** Tasks to carry out **
- 1) In the article about McMurray Middle School teacher Becky Blankenship, where will she travel in the spring as part of the Fulbright program?
- 2) Repeat the stretch of the Blankenship article from "For Vashon Island" through "students see the world and feed their minds." word for word.

** Document passage **
-- Opening Marker --
Fulbright Scholar Brings the World to Vashon Classrooms

Becky Blankenship wants her McMurray Middle School students to see the world and feed their minds.

  • Sunday, January 10, 2021 7:07pm
  • News
Becky Blankenship, who teaches at McMurray Middle School, is a Fulbright scholar. This photo was taken in her pre-pandemic and pre-teaching life when she worked in Russia as an account executive for Marriott’s Moscow (Courtesy Photo).

Becky Blankenship, who teaches at McMurray Middle School, is a Fulbright scholar. This photo was taken in her pre-pandemic and pre-teaching life when she worked in Russia as an account executive for Marriott’s Moscow (Courtesy Photo).

By Susan McCabe

For Vashon Island School District

During the pandemic, McMurray Middle School teacher Becky Blankenship has led her students on a trip around the world — all launched from Zoom.

For Blankenship, who was recently named as Fulbright Scholar and will travel to Korea in the spring as part of the program, it’s all part of a plan to also help her students see the world and feed their minds.

“We want students to be able to collaborate in multiple cultural contexts both locally and around the world,” Blankenship said. “You don’t have to leave Vashon to get a globally diverse experience; you don’t have to get on a plane to encounter different cultural experiences.”

The Fulbright U.S. Student Program was signed into law in 1946, by President Harry Truman, to fund the “promotion of international goodwill through the exchange of students in the fields of education, culture, and science.”
-- Closing Marker --
** Information shown **
-- Opening Marker --
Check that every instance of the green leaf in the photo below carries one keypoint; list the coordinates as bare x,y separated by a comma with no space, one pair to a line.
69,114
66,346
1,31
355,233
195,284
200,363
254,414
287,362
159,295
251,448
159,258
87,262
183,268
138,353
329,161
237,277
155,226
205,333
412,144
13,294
-- Closing Marker --
** List of solutions **
- 1) Korea.

- 2)
For Vashon Island School District

During the pandemic, McMurray Middle School teacher Becky Blankenship has led her students on a trip around the world — all launched from Zoom.

For Blankenship, who was recently named as Fulbright Scholar and will travel to Korea in the spring as part of the program, it’s all part of a plan to also help her students see the world and feed their minds.